Pull out each line of the records below that contains the word "flower".

Photo object pointing records
———

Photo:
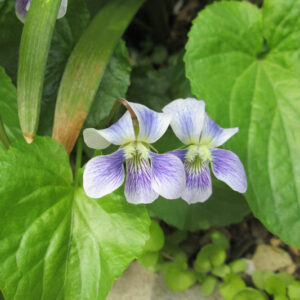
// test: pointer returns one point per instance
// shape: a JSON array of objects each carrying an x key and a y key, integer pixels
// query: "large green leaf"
[
  {"x": 10, "y": 35},
  {"x": 34, "y": 48},
  {"x": 156, "y": 88},
  {"x": 8, "y": 107},
  {"x": 245, "y": 62},
  {"x": 114, "y": 85},
  {"x": 56, "y": 243},
  {"x": 66, "y": 34},
  {"x": 86, "y": 66}
]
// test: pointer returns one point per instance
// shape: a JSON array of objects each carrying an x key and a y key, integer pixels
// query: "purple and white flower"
[
  {"x": 148, "y": 174},
  {"x": 202, "y": 136},
  {"x": 22, "y": 7}
]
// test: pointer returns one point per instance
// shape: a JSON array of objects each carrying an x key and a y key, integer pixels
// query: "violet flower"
[
  {"x": 202, "y": 136},
  {"x": 148, "y": 174},
  {"x": 22, "y": 7}
]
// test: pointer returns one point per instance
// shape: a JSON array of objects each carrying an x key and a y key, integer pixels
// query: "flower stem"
[
  {"x": 78, "y": 159},
  {"x": 3, "y": 136}
]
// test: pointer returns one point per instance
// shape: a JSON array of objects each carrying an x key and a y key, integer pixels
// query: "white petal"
[
  {"x": 168, "y": 175},
  {"x": 119, "y": 133},
  {"x": 152, "y": 125},
  {"x": 213, "y": 134},
  {"x": 63, "y": 9},
  {"x": 227, "y": 167},
  {"x": 138, "y": 187},
  {"x": 198, "y": 184},
  {"x": 187, "y": 118},
  {"x": 104, "y": 174}
]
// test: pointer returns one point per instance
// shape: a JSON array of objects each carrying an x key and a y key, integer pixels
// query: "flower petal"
[
  {"x": 119, "y": 133},
  {"x": 227, "y": 167},
  {"x": 22, "y": 7},
  {"x": 187, "y": 118},
  {"x": 168, "y": 175},
  {"x": 198, "y": 184},
  {"x": 180, "y": 153},
  {"x": 138, "y": 182},
  {"x": 152, "y": 125},
  {"x": 63, "y": 9},
  {"x": 214, "y": 135},
  {"x": 104, "y": 174}
]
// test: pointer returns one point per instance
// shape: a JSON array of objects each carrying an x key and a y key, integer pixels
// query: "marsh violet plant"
[
  {"x": 202, "y": 136},
  {"x": 22, "y": 7},
  {"x": 148, "y": 174}
]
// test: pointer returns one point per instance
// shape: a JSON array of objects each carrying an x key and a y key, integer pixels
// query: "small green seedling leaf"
[
  {"x": 238, "y": 266},
  {"x": 219, "y": 239},
  {"x": 294, "y": 290},
  {"x": 179, "y": 280},
  {"x": 259, "y": 278},
  {"x": 202, "y": 264},
  {"x": 208, "y": 285},
  {"x": 221, "y": 271},
  {"x": 231, "y": 286},
  {"x": 250, "y": 294},
  {"x": 275, "y": 286},
  {"x": 157, "y": 238},
  {"x": 181, "y": 259}
]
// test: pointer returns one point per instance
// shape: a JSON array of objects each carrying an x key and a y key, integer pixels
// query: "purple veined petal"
[
  {"x": 152, "y": 125},
  {"x": 187, "y": 118},
  {"x": 227, "y": 167},
  {"x": 119, "y": 133},
  {"x": 180, "y": 153},
  {"x": 168, "y": 175},
  {"x": 214, "y": 135},
  {"x": 198, "y": 184},
  {"x": 138, "y": 187},
  {"x": 104, "y": 174},
  {"x": 22, "y": 7}
]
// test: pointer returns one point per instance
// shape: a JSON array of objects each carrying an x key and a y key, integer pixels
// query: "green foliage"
[
  {"x": 10, "y": 35},
  {"x": 8, "y": 107},
  {"x": 231, "y": 286},
  {"x": 66, "y": 34},
  {"x": 275, "y": 286},
  {"x": 294, "y": 290},
  {"x": 87, "y": 64},
  {"x": 244, "y": 61},
  {"x": 218, "y": 238},
  {"x": 249, "y": 294},
  {"x": 34, "y": 48},
  {"x": 114, "y": 85},
  {"x": 57, "y": 242},
  {"x": 208, "y": 285},
  {"x": 149, "y": 260},
  {"x": 214, "y": 254},
  {"x": 157, "y": 238},
  {"x": 238, "y": 266}
]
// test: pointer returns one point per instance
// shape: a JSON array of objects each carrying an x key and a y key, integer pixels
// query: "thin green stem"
[
  {"x": 78, "y": 159},
  {"x": 3, "y": 135}
]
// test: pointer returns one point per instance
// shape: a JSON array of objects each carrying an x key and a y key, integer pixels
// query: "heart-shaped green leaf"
[
  {"x": 245, "y": 62},
  {"x": 56, "y": 243}
]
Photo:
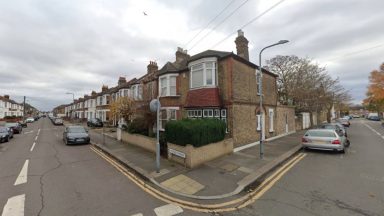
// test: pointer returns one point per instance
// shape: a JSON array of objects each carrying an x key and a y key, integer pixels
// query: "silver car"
[{"x": 327, "y": 139}]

———

- _EXERCISE RESPONSE_:
// query: "purple and white flower"
// query: "violet flower"
// query: "flower stem"
// query: "flower petal"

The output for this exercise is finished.